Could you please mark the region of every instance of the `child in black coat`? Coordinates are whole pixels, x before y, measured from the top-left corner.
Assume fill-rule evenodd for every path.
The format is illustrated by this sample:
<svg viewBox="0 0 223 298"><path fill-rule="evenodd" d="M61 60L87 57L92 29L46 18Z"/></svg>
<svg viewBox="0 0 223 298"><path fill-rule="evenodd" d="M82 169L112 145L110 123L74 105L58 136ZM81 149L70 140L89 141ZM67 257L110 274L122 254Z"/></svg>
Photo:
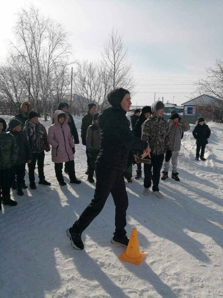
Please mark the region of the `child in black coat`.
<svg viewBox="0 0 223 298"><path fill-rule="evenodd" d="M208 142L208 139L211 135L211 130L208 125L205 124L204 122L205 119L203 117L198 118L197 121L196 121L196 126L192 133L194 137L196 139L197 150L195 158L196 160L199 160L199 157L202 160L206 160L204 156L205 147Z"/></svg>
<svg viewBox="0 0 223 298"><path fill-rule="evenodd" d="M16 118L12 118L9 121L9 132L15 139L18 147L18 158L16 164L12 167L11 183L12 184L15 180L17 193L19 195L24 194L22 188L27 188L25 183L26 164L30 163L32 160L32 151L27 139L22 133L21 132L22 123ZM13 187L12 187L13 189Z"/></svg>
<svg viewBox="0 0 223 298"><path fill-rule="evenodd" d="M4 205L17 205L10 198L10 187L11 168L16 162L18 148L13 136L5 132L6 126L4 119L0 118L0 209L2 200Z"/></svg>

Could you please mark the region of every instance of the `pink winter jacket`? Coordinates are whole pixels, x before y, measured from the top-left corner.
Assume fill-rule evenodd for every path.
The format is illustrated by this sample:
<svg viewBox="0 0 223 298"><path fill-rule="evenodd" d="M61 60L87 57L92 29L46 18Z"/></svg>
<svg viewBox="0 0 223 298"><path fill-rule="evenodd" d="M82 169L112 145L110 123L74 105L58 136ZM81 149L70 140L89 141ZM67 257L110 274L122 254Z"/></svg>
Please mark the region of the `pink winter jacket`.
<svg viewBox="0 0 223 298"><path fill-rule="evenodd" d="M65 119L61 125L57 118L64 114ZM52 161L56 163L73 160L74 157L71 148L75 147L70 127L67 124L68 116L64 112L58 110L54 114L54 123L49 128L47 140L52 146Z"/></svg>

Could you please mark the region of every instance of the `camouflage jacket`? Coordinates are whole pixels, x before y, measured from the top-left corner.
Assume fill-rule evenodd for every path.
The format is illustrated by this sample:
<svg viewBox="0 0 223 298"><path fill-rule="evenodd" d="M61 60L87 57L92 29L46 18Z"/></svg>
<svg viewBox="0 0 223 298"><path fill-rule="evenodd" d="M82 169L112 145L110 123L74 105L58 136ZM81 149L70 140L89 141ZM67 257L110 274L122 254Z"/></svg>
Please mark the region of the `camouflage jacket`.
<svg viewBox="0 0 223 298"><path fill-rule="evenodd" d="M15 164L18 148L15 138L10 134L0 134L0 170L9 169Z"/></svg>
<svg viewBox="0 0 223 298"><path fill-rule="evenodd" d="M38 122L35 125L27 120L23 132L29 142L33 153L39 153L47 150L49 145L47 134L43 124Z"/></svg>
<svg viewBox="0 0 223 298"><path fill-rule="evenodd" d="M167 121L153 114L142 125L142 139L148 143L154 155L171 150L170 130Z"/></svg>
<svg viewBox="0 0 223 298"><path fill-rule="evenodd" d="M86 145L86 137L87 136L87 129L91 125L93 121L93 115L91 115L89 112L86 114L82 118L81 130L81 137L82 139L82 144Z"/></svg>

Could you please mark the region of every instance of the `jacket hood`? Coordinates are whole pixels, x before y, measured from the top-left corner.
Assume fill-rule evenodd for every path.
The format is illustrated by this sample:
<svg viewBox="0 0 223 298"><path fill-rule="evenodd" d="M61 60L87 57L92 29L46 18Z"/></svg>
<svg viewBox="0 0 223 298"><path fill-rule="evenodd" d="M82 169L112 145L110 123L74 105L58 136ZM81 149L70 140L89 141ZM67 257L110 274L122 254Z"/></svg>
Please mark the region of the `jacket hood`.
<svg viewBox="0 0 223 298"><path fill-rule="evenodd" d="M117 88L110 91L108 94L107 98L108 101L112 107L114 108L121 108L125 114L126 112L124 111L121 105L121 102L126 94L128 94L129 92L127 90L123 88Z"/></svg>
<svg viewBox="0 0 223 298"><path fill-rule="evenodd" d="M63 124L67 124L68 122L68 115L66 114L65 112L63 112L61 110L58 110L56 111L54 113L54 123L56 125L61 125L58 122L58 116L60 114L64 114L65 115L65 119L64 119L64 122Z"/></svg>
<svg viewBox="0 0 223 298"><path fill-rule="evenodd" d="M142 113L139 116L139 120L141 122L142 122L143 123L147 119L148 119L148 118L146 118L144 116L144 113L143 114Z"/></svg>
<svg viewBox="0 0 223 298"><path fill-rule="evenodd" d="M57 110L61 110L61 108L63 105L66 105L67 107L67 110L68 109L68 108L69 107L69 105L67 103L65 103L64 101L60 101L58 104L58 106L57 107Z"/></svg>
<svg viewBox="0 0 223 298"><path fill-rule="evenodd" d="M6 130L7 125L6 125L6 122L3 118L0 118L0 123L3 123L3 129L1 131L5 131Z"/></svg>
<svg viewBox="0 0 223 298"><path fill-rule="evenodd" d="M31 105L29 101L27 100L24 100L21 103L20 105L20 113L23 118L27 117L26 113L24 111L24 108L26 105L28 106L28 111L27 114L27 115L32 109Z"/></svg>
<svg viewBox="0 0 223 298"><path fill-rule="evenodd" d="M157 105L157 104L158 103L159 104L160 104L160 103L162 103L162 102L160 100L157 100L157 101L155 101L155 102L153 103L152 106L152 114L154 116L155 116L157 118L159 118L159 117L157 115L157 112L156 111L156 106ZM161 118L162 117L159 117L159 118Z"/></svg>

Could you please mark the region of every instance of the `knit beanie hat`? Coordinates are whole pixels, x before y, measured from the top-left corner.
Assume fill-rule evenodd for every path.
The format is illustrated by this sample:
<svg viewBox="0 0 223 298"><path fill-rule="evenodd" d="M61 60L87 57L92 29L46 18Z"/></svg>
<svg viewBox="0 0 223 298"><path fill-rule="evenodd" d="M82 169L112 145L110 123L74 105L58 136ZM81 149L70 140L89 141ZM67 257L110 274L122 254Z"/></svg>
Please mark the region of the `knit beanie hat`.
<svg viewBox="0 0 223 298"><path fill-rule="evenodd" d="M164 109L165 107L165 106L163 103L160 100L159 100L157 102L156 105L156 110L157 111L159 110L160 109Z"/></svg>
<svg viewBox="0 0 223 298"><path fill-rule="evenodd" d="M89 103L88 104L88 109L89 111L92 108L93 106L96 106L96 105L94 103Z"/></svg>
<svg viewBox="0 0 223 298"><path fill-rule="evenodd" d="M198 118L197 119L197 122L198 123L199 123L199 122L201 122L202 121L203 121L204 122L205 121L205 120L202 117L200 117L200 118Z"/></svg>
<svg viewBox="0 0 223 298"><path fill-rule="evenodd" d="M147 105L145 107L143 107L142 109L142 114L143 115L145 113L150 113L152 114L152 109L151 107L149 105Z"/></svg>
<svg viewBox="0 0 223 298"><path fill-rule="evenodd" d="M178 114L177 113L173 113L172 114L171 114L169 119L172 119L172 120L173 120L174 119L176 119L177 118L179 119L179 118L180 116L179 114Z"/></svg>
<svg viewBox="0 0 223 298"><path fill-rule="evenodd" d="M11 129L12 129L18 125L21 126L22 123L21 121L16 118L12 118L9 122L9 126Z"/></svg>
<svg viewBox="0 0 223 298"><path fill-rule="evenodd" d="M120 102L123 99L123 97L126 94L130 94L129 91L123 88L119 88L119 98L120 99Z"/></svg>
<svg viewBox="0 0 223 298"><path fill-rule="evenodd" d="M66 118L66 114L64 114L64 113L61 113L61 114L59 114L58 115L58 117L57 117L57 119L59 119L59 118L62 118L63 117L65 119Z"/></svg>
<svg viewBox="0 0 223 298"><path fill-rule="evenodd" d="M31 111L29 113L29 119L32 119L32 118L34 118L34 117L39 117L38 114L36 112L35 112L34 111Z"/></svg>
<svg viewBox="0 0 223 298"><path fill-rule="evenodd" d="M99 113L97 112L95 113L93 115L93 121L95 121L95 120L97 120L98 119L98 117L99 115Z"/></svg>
........
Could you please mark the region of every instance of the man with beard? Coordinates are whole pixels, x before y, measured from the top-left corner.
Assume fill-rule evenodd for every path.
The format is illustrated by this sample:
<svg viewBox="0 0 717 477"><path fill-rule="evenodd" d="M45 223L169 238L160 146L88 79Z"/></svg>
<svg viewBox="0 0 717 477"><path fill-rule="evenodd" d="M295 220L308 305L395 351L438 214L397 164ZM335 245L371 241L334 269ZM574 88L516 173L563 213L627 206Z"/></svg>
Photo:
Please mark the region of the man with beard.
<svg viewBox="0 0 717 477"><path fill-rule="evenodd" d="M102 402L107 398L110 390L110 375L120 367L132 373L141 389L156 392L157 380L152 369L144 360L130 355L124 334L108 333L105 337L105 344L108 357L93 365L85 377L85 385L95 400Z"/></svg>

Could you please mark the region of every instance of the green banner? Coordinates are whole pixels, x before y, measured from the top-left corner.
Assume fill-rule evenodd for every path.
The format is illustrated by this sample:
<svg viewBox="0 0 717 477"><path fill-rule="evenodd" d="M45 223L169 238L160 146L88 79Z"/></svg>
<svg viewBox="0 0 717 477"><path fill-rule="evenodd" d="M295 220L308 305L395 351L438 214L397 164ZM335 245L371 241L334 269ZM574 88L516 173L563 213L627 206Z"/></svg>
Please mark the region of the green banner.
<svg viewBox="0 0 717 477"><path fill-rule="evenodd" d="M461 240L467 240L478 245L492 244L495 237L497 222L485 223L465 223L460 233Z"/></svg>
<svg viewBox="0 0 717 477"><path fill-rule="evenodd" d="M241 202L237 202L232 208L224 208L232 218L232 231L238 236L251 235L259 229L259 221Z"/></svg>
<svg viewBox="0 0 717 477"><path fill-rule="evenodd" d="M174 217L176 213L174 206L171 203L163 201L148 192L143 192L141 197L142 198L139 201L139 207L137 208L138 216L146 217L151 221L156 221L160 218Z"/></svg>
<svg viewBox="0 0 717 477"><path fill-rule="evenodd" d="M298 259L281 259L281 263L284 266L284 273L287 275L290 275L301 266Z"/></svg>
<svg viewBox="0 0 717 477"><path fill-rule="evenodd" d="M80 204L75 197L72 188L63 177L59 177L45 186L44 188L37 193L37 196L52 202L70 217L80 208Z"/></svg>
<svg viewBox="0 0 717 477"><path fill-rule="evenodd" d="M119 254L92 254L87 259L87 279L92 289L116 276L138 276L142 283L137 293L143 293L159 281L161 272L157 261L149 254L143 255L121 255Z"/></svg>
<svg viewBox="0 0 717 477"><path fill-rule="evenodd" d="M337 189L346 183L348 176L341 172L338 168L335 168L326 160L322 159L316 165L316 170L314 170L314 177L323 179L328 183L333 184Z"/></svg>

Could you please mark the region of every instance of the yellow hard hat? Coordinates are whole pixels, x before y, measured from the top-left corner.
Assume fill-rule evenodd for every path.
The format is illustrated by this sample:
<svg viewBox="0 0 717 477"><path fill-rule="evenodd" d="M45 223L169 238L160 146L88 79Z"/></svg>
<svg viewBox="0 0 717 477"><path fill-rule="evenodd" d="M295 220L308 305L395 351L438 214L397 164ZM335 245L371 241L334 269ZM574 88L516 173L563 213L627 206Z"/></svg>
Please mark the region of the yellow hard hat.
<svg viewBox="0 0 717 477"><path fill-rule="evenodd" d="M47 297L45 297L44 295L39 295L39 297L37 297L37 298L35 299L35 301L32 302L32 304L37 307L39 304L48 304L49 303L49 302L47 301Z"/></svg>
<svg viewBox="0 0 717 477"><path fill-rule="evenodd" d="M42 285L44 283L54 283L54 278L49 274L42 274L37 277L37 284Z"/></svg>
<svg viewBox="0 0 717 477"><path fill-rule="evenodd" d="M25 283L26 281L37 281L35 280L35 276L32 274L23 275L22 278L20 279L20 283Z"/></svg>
........
## PROBLEM REQUIREMENTS:
Extract each line from the rows above in which the string "pink" appears.

## THE REPLY:
Could you please mark the region of every instance of the `pink winter jacket`? Coordinates are whole pixels, x before y, measured from the top-left corner.
Please mark the region of the `pink winter jacket`.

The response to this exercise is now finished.